Stated problem
Please recast each line of the records below as a Markdown table with the columns "Row" and "Line," numbering the rows in order. Skip blank lines and leave the pictures out.

Record set

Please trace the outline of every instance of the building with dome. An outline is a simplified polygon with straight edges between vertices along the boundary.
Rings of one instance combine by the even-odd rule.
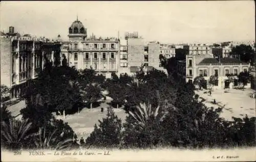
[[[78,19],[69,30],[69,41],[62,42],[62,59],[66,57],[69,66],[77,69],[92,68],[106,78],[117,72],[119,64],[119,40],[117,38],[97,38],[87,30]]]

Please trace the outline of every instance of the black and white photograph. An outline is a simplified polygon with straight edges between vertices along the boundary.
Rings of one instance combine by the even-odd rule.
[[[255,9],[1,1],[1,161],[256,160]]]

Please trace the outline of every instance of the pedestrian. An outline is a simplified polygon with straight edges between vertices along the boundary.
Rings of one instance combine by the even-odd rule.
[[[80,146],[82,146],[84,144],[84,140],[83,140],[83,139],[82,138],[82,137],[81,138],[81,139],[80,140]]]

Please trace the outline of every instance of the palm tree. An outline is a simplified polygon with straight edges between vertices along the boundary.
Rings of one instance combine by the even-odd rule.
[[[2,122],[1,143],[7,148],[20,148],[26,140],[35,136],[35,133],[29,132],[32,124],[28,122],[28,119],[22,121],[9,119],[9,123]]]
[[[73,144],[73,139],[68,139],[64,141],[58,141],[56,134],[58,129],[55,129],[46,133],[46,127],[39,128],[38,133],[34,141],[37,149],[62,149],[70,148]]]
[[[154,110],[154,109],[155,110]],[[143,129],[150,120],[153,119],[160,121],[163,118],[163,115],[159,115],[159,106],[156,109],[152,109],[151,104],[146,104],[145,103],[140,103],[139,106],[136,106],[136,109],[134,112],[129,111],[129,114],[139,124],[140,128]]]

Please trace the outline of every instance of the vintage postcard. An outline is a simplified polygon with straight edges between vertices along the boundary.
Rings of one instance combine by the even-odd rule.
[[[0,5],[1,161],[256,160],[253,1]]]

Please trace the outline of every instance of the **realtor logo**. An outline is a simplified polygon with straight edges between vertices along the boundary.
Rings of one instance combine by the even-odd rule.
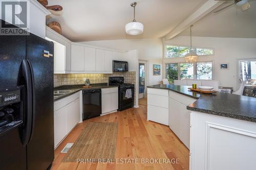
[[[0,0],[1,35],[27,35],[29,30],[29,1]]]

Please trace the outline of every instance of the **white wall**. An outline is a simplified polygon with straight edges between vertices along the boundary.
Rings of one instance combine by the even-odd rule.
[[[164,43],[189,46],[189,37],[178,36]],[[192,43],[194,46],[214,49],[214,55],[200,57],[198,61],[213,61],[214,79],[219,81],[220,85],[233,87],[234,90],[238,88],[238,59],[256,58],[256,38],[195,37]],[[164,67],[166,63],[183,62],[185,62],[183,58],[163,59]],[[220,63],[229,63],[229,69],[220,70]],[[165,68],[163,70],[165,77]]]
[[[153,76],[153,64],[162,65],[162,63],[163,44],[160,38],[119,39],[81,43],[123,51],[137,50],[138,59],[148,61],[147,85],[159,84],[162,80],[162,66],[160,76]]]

Response below
| Row | Line |
|---|---|
| 1 | Please trace the outline of every instance of the building with dome. An outline is a simplified polygon with straight edges between vertices along the boundary. |
| 2 | Rings of one instance combine by the even-odd rule. |
| 3 | [[[78,19],[69,30],[69,41],[62,42],[62,59],[66,57],[69,66],[77,69],[92,68],[106,78],[117,72],[119,64],[119,40],[117,38],[97,38],[87,30]]] |
| 4 | Please trace the outline of every instance of the black and white photograph. An outline is a simplified polygon with straight edges between vertices along the boundary. |
| 5 | Rings of one instance combine by the even-odd rule. |
| 6 | [[[255,9],[1,1],[1,161],[256,160]]] |
| 7 | Please trace the outline of every instance of the pedestrian. An outline is a simplified polygon with straight edges between vertices along the boundary. |
| 8 | Rings of one instance combine by the even-odd rule. |
| 9 | [[[80,146],[82,146],[84,144],[84,140],[83,140],[83,139],[82,138],[82,137],[81,138],[81,139],[80,140]]] |
| 10 | Please trace the outline of every instance of the palm tree. An outline is a simplified polygon with straight edges between vertices along the boundary. |
| 11 | Rings of one instance combine by the even-odd rule. |
| 12 | [[[2,122],[1,143],[7,148],[20,148],[26,140],[35,136],[35,133],[29,132],[32,124],[28,122],[28,119],[22,121],[9,119],[9,123]]] |
| 13 | [[[73,144],[73,139],[68,139],[64,141],[58,141],[56,134],[58,129],[55,129],[46,133],[46,127],[39,128],[38,133],[34,141],[37,149],[62,149],[70,148]]] |
| 14 | [[[154,110],[154,109],[155,110]],[[143,129],[150,120],[153,119],[160,121],[163,118],[163,115],[159,115],[159,106],[156,109],[152,109],[151,104],[146,104],[145,103],[140,103],[139,106],[136,106],[136,109],[134,112],[129,111],[129,114],[139,124],[140,128]]] |
| 15 | Please trace the outline of every instance of the vintage postcard. An outline is a simplified polygon with straight edges between vertices along the boundary. |
| 16 | Rings of one instance combine by the even-odd rule. |
| 17 | [[[0,5],[1,161],[256,160],[253,1]]] |
| 18 | Please trace the outline of every instance of the **realtor logo**. An outline is a simplified polygon with straight edges between vertices along the boundary. |
| 19 | Rings of one instance combine by the even-odd rule. |
| 20 | [[[0,0],[1,35],[27,35],[29,30],[29,1]]] |
| 21 | Please trace the outline of every instance of the **white wall**. An outline is a simplified polygon with straight edges between vertices along the boundary. |
| 22 | Rings of one instance combine by the even-odd rule. |
| 23 | [[[164,43],[189,46],[189,37],[178,36]],[[192,43],[194,46],[214,49],[214,55],[200,57],[198,61],[213,61],[214,79],[219,81],[220,85],[233,87],[234,90],[238,88],[238,59],[256,58],[256,38],[195,37]],[[164,67],[166,63],[183,62],[185,62],[183,58],[163,59]],[[220,63],[229,63],[229,69],[220,70]],[[165,68],[163,70],[165,77]]] |
| 24 | [[[153,76],[153,64],[162,65],[162,63],[163,44],[160,38],[119,39],[81,43],[123,51],[137,50],[138,59],[148,61],[147,85],[159,84],[162,80],[162,66],[160,76]]] |